▽

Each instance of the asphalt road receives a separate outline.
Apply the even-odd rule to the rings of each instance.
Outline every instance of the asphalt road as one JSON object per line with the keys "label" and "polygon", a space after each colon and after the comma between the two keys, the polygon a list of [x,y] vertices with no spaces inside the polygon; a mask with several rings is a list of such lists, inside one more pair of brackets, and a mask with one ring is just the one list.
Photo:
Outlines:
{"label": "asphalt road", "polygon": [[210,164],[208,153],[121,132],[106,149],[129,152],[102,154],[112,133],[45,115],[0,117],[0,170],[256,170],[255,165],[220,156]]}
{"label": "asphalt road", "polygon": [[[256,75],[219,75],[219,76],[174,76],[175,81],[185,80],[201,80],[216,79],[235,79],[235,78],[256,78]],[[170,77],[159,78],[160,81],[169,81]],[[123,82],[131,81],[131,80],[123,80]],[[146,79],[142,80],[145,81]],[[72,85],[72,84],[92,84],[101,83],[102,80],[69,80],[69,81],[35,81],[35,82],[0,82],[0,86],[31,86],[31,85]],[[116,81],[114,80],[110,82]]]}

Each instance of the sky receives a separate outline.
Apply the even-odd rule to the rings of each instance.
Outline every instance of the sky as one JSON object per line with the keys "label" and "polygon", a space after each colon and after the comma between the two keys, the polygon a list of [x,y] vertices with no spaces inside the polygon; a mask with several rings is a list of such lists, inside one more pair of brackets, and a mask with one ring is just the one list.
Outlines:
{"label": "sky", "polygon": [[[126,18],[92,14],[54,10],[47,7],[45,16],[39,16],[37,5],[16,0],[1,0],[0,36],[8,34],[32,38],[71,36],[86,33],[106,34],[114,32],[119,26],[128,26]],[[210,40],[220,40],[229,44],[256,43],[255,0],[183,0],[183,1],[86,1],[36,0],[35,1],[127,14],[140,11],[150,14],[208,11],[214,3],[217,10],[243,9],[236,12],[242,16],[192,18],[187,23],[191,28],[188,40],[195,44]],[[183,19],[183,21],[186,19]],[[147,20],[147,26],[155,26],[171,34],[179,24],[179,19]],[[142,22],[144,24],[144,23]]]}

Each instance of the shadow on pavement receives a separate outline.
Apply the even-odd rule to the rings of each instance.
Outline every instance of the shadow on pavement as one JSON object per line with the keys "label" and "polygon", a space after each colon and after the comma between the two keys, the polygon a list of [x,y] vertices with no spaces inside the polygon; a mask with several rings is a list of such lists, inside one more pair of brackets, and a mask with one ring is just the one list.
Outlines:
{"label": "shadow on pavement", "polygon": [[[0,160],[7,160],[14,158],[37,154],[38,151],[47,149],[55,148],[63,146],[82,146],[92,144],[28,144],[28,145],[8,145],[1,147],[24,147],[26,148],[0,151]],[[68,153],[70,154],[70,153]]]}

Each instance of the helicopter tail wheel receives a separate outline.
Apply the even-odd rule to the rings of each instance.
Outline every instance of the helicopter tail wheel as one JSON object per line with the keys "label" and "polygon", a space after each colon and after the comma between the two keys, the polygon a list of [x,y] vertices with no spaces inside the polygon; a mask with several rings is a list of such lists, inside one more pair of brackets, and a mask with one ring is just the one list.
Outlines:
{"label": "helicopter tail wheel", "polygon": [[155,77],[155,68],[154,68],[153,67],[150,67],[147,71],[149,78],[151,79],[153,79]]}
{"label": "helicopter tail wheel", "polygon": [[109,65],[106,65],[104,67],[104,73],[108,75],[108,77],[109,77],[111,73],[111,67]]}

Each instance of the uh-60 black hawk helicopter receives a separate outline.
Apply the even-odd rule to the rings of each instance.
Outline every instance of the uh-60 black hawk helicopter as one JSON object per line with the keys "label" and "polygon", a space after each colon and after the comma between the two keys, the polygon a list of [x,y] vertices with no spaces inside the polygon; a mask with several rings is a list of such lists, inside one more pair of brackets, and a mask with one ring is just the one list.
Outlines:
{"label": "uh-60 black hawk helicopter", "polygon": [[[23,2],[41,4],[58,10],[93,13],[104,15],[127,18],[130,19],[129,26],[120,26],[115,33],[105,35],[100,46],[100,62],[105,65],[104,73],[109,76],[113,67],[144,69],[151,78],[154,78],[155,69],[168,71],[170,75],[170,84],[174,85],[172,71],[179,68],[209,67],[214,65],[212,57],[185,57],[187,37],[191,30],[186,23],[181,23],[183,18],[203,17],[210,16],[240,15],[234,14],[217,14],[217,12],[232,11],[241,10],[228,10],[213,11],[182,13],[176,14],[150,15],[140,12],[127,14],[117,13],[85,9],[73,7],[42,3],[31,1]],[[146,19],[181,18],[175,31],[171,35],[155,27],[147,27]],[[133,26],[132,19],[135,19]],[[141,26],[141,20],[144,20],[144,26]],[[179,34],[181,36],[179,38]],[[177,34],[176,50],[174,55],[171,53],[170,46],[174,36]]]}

△

> **LAVORO DA SVOLGERE**:
Individua tutte le righe qui sopra che contengono la parola "receives" e ricopiale. Tieni conto di maiuscole e minuscole.

> **RISPOSTA COMPLETA**:
Each instance of the asphalt road receives a separate outline.
Each instance of the sky receives a separate outline.
Each instance of the shadow on pavement receives a separate outline.
Each instance of the helicopter tail wheel receives a separate outline.
Each instance of the uh-60 black hawk helicopter receives a separate outline.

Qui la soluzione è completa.